Task directions = Can you reproduce every one of the rows below verbatim, without changing a single character?

Start Provided data

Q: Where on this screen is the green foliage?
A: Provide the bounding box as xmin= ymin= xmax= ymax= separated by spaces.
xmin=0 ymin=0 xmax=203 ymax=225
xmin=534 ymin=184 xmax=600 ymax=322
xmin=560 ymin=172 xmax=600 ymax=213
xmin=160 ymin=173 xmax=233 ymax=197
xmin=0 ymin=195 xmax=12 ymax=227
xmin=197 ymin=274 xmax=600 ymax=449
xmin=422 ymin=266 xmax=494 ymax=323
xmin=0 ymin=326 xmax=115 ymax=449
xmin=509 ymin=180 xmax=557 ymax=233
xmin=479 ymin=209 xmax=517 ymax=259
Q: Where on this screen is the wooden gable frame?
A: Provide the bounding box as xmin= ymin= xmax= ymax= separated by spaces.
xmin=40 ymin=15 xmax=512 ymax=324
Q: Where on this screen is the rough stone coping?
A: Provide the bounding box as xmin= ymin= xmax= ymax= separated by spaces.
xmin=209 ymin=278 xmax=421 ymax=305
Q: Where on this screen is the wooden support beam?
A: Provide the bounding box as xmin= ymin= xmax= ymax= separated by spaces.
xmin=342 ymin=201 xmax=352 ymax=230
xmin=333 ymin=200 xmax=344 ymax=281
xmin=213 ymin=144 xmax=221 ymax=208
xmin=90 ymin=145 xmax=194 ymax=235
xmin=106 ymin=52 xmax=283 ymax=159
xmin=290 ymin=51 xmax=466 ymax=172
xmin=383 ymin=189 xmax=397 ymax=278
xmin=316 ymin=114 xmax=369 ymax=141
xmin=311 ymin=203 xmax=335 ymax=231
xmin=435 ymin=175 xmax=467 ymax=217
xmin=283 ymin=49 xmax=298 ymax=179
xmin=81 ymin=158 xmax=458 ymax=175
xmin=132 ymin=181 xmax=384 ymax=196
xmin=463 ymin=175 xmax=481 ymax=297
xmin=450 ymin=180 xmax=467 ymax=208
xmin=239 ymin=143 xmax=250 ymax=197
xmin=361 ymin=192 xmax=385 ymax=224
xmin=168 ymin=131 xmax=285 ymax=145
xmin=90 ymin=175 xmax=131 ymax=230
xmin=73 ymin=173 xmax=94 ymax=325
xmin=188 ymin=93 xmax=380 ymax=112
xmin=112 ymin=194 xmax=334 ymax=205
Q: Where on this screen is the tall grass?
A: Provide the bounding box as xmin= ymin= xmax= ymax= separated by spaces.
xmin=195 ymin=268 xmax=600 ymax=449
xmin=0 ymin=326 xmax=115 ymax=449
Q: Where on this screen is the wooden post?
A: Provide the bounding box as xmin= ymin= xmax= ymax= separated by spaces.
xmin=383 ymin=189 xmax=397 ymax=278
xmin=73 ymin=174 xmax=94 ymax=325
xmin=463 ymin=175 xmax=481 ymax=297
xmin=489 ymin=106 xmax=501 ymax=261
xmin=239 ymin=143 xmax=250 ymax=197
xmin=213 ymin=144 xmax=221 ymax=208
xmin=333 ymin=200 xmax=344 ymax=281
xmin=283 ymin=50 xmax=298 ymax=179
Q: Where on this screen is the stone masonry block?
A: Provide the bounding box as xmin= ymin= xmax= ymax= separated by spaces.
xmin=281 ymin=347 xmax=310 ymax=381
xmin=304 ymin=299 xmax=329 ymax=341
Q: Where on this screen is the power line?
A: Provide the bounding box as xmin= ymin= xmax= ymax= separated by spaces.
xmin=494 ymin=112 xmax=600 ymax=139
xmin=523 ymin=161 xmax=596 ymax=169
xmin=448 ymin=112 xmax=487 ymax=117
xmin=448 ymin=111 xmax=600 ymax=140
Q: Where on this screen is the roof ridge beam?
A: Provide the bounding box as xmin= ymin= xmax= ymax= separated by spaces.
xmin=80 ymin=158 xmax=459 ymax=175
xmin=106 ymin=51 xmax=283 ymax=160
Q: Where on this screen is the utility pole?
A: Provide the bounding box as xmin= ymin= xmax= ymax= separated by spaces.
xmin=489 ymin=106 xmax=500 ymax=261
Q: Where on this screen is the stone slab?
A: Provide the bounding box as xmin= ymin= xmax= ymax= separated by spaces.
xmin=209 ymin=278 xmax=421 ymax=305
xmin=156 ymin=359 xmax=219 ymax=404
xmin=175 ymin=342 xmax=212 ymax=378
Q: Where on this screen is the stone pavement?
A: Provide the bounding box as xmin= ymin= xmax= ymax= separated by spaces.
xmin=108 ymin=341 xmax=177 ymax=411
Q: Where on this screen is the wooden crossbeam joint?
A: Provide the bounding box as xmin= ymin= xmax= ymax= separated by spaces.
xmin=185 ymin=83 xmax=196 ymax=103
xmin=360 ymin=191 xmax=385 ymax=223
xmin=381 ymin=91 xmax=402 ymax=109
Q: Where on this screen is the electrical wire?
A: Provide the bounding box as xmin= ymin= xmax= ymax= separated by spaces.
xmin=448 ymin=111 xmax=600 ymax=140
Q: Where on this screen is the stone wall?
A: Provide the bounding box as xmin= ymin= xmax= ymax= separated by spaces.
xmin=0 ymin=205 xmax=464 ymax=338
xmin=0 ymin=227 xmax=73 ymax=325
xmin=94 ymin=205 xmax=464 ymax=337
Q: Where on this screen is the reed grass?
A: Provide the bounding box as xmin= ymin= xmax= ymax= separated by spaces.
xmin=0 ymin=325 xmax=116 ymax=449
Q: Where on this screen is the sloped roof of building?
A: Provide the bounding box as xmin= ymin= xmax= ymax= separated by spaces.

End Provided data

Task solution =
Q: Where on this screen is the green foliage?
A: Provide the bounding box as xmin= ymin= xmax= ymax= separated by spaces.
xmin=0 ymin=0 xmax=203 ymax=225
xmin=534 ymin=184 xmax=600 ymax=322
xmin=560 ymin=172 xmax=600 ymax=213
xmin=160 ymin=173 xmax=233 ymax=197
xmin=0 ymin=195 xmax=12 ymax=227
xmin=197 ymin=274 xmax=600 ymax=449
xmin=422 ymin=266 xmax=494 ymax=323
xmin=0 ymin=326 xmax=115 ymax=449
xmin=509 ymin=180 xmax=557 ymax=233
xmin=479 ymin=209 xmax=517 ymax=259
Q: Where on this screen is the wooden gable frame?
A: Provide the bounding box as xmin= ymin= xmax= ymax= separated by spaces.
xmin=40 ymin=15 xmax=512 ymax=324
Q: Where on this screen is the rough stone coping?
A: Provide the bounding box as xmin= ymin= xmax= ymax= separated by spaces.
xmin=209 ymin=278 xmax=421 ymax=305
Q: Where on this screen is the wooden support beam?
A: Provide the bounding box as xmin= ymin= xmax= ymax= separated by spaces.
xmin=342 ymin=201 xmax=352 ymax=230
xmin=333 ymin=200 xmax=344 ymax=281
xmin=213 ymin=144 xmax=221 ymax=208
xmin=90 ymin=145 xmax=194 ymax=235
xmin=106 ymin=52 xmax=283 ymax=159
xmin=290 ymin=51 xmax=466 ymax=172
xmin=383 ymin=189 xmax=397 ymax=278
xmin=316 ymin=114 xmax=369 ymax=141
xmin=311 ymin=203 xmax=335 ymax=231
xmin=435 ymin=175 xmax=467 ymax=217
xmin=283 ymin=49 xmax=298 ymax=179
xmin=81 ymin=158 xmax=458 ymax=175
xmin=132 ymin=181 xmax=384 ymax=196
xmin=463 ymin=175 xmax=481 ymax=297
xmin=450 ymin=180 xmax=467 ymax=208
xmin=239 ymin=143 xmax=250 ymax=197
xmin=361 ymin=192 xmax=385 ymax=224
xmin=168 ymin=131 xmax=285 ymax=145
xmin=90 ymin=175 xmax=131 ymax=230
xmin=73 ymin=173 xmax=94 ymax=325
xmin=188 ymin=93 xmax=380 ymax=112
xmin=112 ymin=194 xmax=334 ymax=205
Q: Where on this screen is the tall grass?
A: Provide the bounding box as xmin= ymin= xmax= ymax= separated by spaces.
xmin=195 ymin=268 xmax=600 ymax=449
xmin=0 ymin=326 xmax=115 ymax=449
Q: Where on this screen is the wooden post?
A: Provide the bounding box as xmin= ymin= xmax= ymax= separated by spaces.
xmin=383 ymin=189 xmax=397 ymax=278
xmin=73 ymin=174 xmax=94 ymax=325
xmin=463 ymin=175 xmax=481 ymax=297
xmin=489 ymin=106 xmax=501 ymax=261
xmin=239 ymin=143 xmax=250 ymax=197
xmin=213 ymin=144 xmax=221 ymax=208
xmin=333 ymin=200 xmax=344 ymax=281
xmin=283 ymin=50 xmax=298 ymax=179
Q: Where on this screen is the stone masonry block?
A: Provide the bounding box as xmin= ymin= xmax= ymax= separated by spaces.
xmin=281 ymin=347 xmax=310 ymax=381
xmin=304 ymin=299 xmax=329 ymax=341
Q: Where on this screen is the power line?
A: Provide the bounding box as xmin= ymin= xmax= ymax= separated by spaces.
xmin=494 ymin=112 xmax=600 ymax=139
xmin=523 ymin=161 xmax=596 ymax=169
xmin=448 ymin=112 xmax=487 ymax=117
xmin=448 ymin=111 xmax=600 ymax=140
Q: Where on this screen is the roof ridge beam?
A: Provide the bounding box as xmin= ymin= xmax= ymax= separated by spaces.
xmin=80 ymin=158 xmax=459 ymax=175
xmin=106 ymin=51 xmax=283 ymax=160
Q: Where on this screen is the utility pole?
A: Provide the bounding box as xmin= ymin= xmax= ymax= separated by spaces.
xmin=489 ymin=106 xmax=500 ymax=261
Q: Where on this screen is the stone slab?
A: Provide the bounding box as xmin= ymin= xmax= ymax= separated by spaces.
xmin=209 ymin=278 xmax=421 ymax=305
xmin=156 ymin=359 xmax=219 ymax=404
xmin=175 ymin=342 xmax=212 ymax=378
Q: Where on this screen is the stone pavement?
A: Provide the bounding box as xmin= ymin= xmax= ymax= separated by spaces.
xmin=108 ymin=341 xmax=177 ymax=411
Q: Where on this screen is the wooden crossbeam joint?
A: Provide the bounding box as xmin= ymin= xmax= ymax= separated by spaces.
xmin=185 ymin=83 xmax=196 ymax=103
xmin=360 ymin=191 xmax=385 ymax=223
xmin=381 ymin=91 xmax=402 ymax=109
Q: Where on this screen is the electrical wire?
A: Provide the bounding box as xmin= ymin= xmax= ymax= separated by spaces.
xmin=448 ymin=111 xmax=600 ymax=140
Q: Where on this screen is the stone wall?
A: Provide the bounding box as xmin= ymin= xmax= ymax= separated by spaces.
xmin=0 ymin=205 xmax=464 ymax=338
xmin=0 ymin=227 xmax=73 ymax=325
xmin=94 ymin=205 xmax=464 ymax=337
Q: Where on this screen is the reed grass?
A: Provide the bounding box as xmin= ymin= xmax= ymax= separated by spaces.
xmin=0 ymin=325 xmax=116 ymax=449
Q: Where on this screen is the sloped roof of building?
A: Provide the bounding box as xmin= ymin= xmax= ymax= separated by spaces.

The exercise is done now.